REQUIRED ACTIONS:
(1) Reproduce the part of the NSX setup guide between "The first step" and "different password complexity.", inclusive.
(2) In the NSX setup guide, what is the only component you download?

DOCUMENT SECTION:
** BEGIN **
The first step is of course deploy your ESXi vSphere cluster with ESXi 5.5 or 6.0 with vCenter 5.5 or 6.0. I recommend using the vCenter Server Appliance (VCSA) instead of the Windows version. You will also need a Windows VM where the vSphere Update Manager is installed, this is not available as virtual appliance, only as Windows application. I also highly recommend installing an Active Directory server to manage all of your passwords. You will be installing a large amount of machines with all different usernames and possibly passwords. I recommend picking a very long and difficult one, as all VMware appliances seem to require a different password complexity.

 

After deploying the initial cluster it’s also essential to deploy a Distributed vSwitch across the nodes where you will be deploying virtual networks. For this feature you will need the Enterprise license (or the trial will suffice) when running ESXi 5.5 Update 3 and NSX (before that Enterprise Plus was required).

NSX Manager

The only component you download is the NSX Manager. This OVA file contains everything you will need for deploying NSX. After deploying the OVA through vCenter you are able to log-in to the Web GUI of the NSX Manager. The only setting available is connecting to the vSphere Single Sign-On server and to vCenter. When deploying all components make sure you set NTP servers for everything in the lab. There are many integrations and they all rely on authentication that also takes time into consideration.

 

After connecting the NSX Manager you will no longer need it that GUI. Within the vSphere Web Client a “Networking & Security” tab is now available.
** END **
DATA:
** BEGIN **
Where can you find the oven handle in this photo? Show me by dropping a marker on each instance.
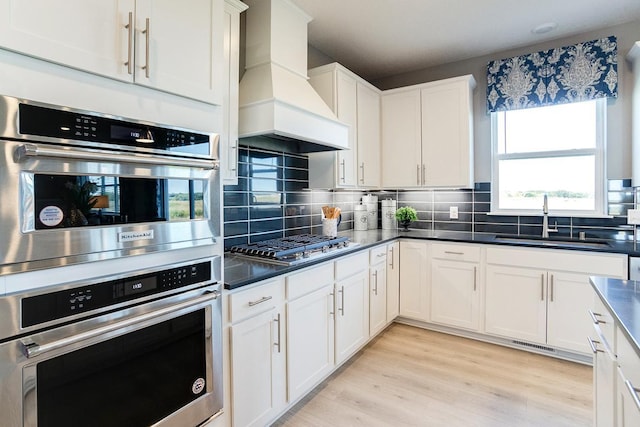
** END **
ANSWERS TO THE TASKS:
(1)
The first step is of course deploy your ESXi vSphere cluster with ESXi 5.5 or 6.0 with vCenter 5.5 or 6.0. I recommend using the vCenter Server Appliance (VCSA) instead of the Windows version. You will also need a Windows VM where the vSphere Update Manager is installed, this is not available as virtual appliance, only as Windows application. I also highly recommend installing an Active Directory server to manage all of your passwords. You will be installing a large amount of machines with all different usernames and possibly passwords. I recommend picking a very long and difficult one, as all VMware appliances seem to require a different password complexity.

(2) The NSX Manager.